Exercise goal: In the records below, pull out each line that contains the word "church". Treat case as significant.

Excerpts from location labeling data
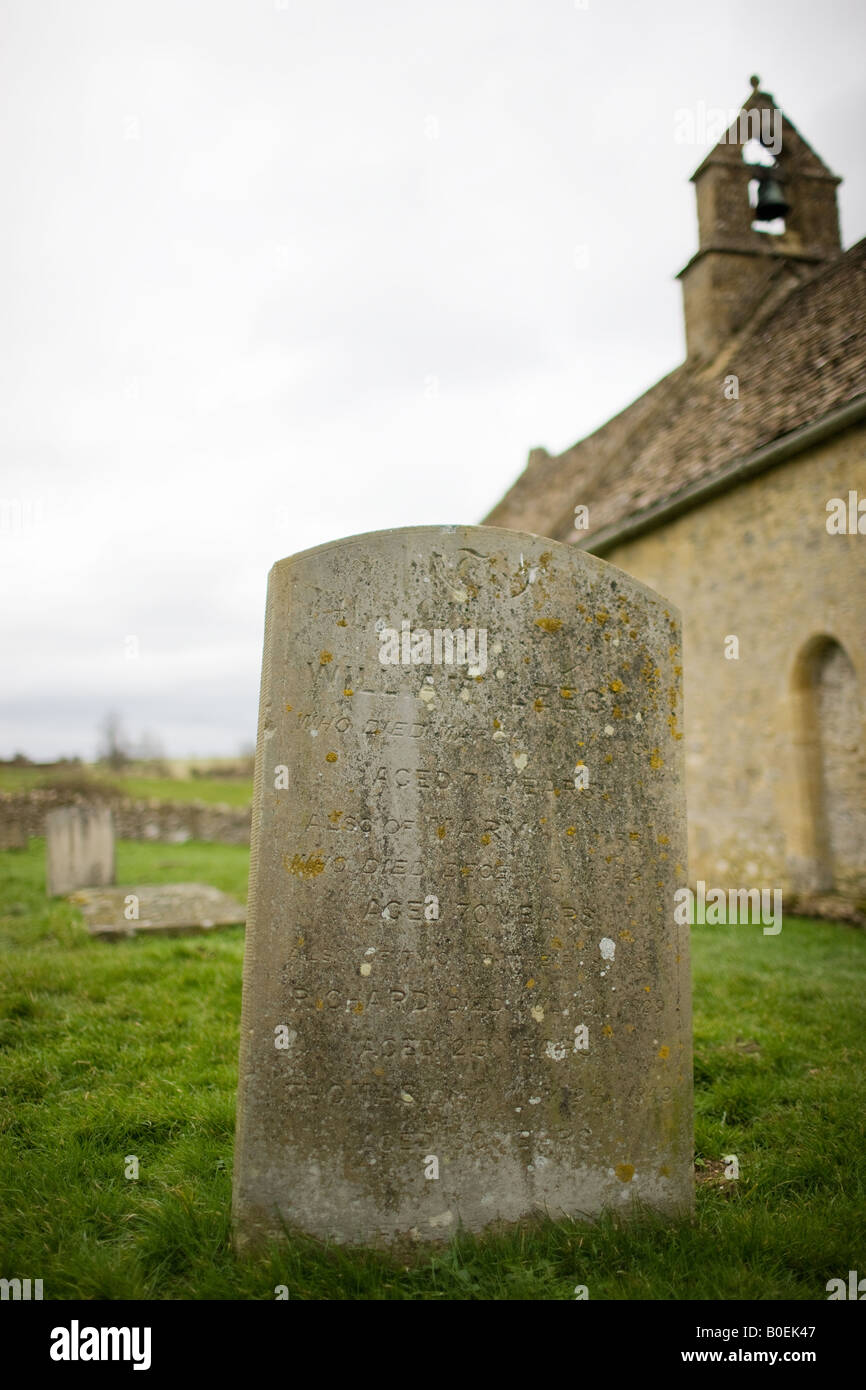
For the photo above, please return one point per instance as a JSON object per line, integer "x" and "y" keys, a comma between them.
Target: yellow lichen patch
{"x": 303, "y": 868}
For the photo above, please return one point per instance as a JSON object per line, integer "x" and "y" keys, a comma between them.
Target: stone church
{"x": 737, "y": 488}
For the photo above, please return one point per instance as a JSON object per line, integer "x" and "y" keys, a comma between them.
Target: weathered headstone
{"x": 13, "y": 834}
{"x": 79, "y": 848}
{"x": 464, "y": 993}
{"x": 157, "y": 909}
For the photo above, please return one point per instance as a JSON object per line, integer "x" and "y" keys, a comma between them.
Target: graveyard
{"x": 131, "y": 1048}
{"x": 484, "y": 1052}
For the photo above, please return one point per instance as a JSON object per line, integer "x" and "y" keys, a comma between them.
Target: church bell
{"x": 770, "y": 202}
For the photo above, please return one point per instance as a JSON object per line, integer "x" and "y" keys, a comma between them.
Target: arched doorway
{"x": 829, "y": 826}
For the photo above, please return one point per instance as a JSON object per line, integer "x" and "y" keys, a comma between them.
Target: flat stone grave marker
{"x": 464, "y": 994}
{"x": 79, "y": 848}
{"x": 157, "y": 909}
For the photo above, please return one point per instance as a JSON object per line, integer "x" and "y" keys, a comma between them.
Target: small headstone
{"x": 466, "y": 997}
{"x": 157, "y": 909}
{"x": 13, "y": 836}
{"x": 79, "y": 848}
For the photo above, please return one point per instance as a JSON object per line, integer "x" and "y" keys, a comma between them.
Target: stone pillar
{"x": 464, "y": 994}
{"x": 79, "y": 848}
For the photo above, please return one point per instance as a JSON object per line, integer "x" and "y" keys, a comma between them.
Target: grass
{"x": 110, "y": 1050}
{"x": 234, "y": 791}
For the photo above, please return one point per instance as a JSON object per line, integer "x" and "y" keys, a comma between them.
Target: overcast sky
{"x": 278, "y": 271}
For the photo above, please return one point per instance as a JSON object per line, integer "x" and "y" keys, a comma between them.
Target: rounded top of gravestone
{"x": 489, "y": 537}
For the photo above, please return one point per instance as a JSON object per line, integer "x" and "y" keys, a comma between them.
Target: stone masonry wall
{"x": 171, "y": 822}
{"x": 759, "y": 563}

Full output:
Target: stone church
Target: church bell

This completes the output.